▶ **So geht's**
Gib aus dem Text über die SRF-Reportage den Abschnitt von „Auf allen Kanälen: Fun“ bis „sehr erfolgreich ist.“ wortgetreu aus.

─── Lesetext ───

Auf allen Kanälen: Fun ist ein Eisbad
SRF begleitet die Beratungsagentur Zeam auf Geschäftsreise nach Berlin. Das ist auf bizarre Art unterhaltsam.
Ein junger Mann, Unternehmer von Beruf, sitzt mit einem Angestellten in einem Fass voller Eis und atmet schwer, die Stoppuhr läuft seit über sieben Minuten, der Mann sagt, «es ist alles im Kopf», und die Reporterin, die ihn gefilmt hat, blickt kurz darauf direkt in die Kamera und flüstert: «Das ist mir etwas zu esoterisch.» Willkommen in der inzwischen vorletzten Folge von «rec.», dem Reportageformat von SRF, das laut Website über Dinge berichtet, die die Reporter:innen und die Community beschäftigen, für unter 35-Jährige gedacht und tatsächlich auch sehr erfolgreich ist.

─── Ausgewählte Einträge ───

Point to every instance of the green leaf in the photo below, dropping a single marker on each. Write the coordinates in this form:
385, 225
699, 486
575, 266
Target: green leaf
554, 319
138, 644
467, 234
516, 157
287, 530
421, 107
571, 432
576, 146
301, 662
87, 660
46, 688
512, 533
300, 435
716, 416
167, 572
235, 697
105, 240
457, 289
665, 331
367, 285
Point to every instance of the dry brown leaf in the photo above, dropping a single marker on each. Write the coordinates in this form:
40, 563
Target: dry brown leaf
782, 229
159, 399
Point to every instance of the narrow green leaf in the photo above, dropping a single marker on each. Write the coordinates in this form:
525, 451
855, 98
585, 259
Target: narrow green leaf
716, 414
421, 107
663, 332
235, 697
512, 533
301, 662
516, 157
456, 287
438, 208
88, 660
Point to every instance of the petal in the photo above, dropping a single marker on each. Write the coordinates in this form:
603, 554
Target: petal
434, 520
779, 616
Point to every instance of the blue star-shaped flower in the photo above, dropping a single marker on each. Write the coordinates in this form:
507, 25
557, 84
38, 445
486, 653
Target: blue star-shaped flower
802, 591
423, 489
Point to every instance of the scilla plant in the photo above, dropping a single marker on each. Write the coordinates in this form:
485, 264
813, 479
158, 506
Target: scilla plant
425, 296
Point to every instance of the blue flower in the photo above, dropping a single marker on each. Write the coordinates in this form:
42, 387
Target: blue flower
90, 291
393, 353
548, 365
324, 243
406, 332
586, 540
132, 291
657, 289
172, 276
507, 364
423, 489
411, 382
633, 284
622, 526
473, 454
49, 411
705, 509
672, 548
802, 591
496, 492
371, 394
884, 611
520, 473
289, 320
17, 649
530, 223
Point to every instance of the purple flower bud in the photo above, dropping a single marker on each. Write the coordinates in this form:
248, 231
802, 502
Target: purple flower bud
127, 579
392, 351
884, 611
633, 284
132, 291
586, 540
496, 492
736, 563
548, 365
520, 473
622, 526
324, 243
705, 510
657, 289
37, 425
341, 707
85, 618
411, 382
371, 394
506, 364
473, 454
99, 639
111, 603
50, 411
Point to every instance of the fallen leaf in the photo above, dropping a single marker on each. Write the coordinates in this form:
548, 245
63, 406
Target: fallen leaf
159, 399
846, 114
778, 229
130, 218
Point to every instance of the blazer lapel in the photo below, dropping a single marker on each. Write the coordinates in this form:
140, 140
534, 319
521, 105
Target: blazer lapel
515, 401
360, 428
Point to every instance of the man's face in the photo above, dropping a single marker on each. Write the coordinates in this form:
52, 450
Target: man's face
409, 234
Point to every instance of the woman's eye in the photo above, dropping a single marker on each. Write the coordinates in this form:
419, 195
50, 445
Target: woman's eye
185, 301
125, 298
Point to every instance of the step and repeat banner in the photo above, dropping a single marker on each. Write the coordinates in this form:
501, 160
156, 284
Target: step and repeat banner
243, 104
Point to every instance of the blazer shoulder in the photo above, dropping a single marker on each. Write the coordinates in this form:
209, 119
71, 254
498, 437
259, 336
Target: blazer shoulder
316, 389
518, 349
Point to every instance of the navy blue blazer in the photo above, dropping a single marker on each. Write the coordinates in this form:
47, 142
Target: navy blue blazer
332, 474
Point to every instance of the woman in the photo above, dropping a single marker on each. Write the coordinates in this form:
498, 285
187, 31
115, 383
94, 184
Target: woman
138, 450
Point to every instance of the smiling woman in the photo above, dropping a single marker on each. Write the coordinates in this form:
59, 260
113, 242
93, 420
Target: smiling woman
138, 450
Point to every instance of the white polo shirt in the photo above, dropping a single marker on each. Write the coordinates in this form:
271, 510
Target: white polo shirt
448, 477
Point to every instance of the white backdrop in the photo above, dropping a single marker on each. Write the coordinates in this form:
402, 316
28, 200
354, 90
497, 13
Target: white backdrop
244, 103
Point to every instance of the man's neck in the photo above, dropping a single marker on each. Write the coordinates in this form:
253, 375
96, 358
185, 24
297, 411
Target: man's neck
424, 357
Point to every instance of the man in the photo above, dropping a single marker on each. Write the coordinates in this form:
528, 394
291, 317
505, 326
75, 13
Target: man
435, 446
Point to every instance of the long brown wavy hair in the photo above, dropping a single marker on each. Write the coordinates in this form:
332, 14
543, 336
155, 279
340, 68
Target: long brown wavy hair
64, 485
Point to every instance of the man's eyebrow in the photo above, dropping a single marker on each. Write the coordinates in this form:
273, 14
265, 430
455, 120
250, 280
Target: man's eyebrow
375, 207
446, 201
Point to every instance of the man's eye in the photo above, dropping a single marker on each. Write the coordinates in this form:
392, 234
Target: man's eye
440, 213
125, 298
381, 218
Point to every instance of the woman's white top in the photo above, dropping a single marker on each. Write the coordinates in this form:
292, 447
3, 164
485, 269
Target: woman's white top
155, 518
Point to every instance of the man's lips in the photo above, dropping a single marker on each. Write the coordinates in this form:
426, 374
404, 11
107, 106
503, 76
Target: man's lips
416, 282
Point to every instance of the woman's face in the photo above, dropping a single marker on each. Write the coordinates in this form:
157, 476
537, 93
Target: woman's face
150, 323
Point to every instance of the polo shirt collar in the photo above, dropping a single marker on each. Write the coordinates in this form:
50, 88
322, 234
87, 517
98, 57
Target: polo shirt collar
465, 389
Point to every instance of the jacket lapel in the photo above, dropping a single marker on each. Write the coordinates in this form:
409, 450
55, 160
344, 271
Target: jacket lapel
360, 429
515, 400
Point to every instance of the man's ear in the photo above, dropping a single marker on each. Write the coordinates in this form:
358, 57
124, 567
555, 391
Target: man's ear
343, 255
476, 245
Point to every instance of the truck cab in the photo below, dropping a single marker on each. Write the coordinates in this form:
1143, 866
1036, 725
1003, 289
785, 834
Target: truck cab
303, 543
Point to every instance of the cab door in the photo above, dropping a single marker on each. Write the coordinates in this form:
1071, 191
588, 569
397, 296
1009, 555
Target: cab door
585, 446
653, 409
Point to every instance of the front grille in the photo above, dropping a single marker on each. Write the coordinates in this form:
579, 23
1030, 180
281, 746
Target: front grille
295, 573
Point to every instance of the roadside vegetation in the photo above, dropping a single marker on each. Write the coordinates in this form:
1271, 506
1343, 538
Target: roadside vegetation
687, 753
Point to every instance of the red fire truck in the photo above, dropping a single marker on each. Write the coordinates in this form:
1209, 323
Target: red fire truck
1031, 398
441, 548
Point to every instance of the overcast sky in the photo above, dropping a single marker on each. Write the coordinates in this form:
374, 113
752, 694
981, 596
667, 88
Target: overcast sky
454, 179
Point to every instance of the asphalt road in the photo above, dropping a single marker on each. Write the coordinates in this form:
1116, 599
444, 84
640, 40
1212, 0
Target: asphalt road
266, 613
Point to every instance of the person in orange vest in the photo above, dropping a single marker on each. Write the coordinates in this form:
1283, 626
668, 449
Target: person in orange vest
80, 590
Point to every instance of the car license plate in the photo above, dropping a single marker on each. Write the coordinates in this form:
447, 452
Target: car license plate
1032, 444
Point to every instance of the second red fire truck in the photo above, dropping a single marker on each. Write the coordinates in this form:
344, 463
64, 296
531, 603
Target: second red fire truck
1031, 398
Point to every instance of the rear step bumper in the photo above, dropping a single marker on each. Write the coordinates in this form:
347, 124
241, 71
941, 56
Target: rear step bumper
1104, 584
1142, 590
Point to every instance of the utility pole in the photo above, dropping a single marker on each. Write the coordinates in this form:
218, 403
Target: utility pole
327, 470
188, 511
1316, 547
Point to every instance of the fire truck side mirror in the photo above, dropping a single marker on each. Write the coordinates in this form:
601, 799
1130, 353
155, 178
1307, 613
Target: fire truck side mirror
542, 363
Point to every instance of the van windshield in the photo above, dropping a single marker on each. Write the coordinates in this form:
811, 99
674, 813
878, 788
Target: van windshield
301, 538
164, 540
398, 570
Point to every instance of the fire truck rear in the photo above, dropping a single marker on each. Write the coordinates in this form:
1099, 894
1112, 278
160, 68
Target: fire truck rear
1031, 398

───

▶ **Lösung**
Auf allen Kanälen: Fun ist ein Eisbad
SRF begleitet die Beratungsagentur Zeam auf Geschäftsreise nach Berlin. Das ist auf bizarre Art unterhaltsam.
Ein junger Mann, Unternehmer von Beruf, sitzt mit einem Angestellten in einem Fass voller Eis und atmet schwer, die Stoppuhr läuft seit über sieben Minuten, der Mann sagt, «es ist alles im Kopf», und die Reporterin, die ihn gefilmt hat, blickt kurz darauf direkt in die Kamera und flüstert: «Das ist mir etwas zu esoterisch.» Willkommen in der inzwischen vorletzten Folge von «rec.», dem Reportageformat von SRF, das laut Website über Dinge berichtet, die die Reporter:innen und die Community beschäftigen, für unter 35-Jährige gedacht und tatsächlich auch sehr erfolgreich ist.